═══ Supplied material

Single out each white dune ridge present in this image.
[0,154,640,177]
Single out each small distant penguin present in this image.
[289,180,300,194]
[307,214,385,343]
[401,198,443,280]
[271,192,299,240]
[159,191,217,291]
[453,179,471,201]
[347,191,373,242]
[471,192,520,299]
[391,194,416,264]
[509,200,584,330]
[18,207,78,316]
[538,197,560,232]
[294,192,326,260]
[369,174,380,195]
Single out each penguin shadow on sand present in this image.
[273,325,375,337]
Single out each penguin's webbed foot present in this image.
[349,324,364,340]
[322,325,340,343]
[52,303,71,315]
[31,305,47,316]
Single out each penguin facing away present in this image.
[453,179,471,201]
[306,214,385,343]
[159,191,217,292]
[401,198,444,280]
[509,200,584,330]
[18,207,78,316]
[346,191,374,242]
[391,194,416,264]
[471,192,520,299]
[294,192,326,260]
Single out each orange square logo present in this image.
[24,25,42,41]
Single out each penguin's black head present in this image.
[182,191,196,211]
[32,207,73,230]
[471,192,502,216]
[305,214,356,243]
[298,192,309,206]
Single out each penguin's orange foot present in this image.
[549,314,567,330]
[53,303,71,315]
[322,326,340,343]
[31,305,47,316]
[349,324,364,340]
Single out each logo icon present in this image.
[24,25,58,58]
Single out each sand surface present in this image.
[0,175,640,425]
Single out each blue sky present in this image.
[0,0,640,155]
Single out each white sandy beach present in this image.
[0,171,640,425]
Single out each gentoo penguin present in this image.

══════

● Goal:
Put the records into a Markdown table with the columns "Row" and "Line", covering every line from the one containing "Single out each small" through the end of the records, both included. Number each line in the "Row" column, and leave out blank lines.

● Answer for this exercise:
| Row | Line |
|---|---|
| 1 | Single out each small distant penguin present in this image. |
| 2 | [289,180,300,194] |
| 3 | [307,214,385,343] |
| 4 | [401,198,443,280] |
| 5 | [271,192,299,240] |
| 6 | [159,191,217,291] |
| 7 | [453,179,471,201] |
| 8 | [347,191,373,242] |
| 9 | [471,192,520,299] |
| 10 | [391,194,416,264] |
| 11 | [509,200,584,330] |
| 12 | [18,207,78,316] |
| 13 | [538,197,560,232] |
| 14 | [294,192,326,260] |
| 15 | [369,174,380,195] |
| 16 | Single out each penguin shadow on sand present in this image. |
| 17 | [273,325,375,337] |
| 18 | Single out each penguin's webbed foot present in this image. |
| 19 | [349,324,364,340] |
| 20 | [322,325,340,343] |
| 21 | [52,303,71,315] |
| 22 | [31,305,47,316] |
| 23 | Single out each penguin facing away present in this image. |
| 24 | [453,179,471,201] |
| 25 | [306,214,385,343] |
| 26 | [159,191,217,292] |
| 27 | [401,198,444,280] |
| 28 | [509,200,584,330] |
| 29 | [18,207,78,316] |
| 30 | [346,191,374,242] |
| 31 | [391,194,416,264] |
| 32 | [471,192,520,299] |
| 33 | [294,192,326,260] |
| 34 | Single out each orange square logo present in this image. |
| 35 | [24,25,42,41] |
| 36 | Single out each penguin's black head present in this image. |
| 37 | [182,191,196,211] |
| 38 | [32,207,73,230] |
| 39 | [471,192,502,216] |
| 40 | [305,214,356,243] |
| 41 | [298,192,309,206] |
| 42 | Single out each penguin's orange foot present in this image. |
| 43 | [549,314,567,330] |
| 44 | [53,303,71,315] |
| 45 | [322,326,340,343] |
| 46 | [31,305,47,316] |
| 47 | [349,324,364,340] |
| 48 | Single out each logo icon present in this image. |
| 49 | [24,25,58,58] |
| 50 | Single out each sand surface present in this image. |
| 51 | [0,175,640,425] |
| 52 | Single out each blue sky present in this image. |
| 53 | [0,0,640,155] |
| 54 | Single out each white sandy beach present in this image. |
| 55 | [0,171,640,425] |
| 56 | Single out each gentoo penguin present in this image. |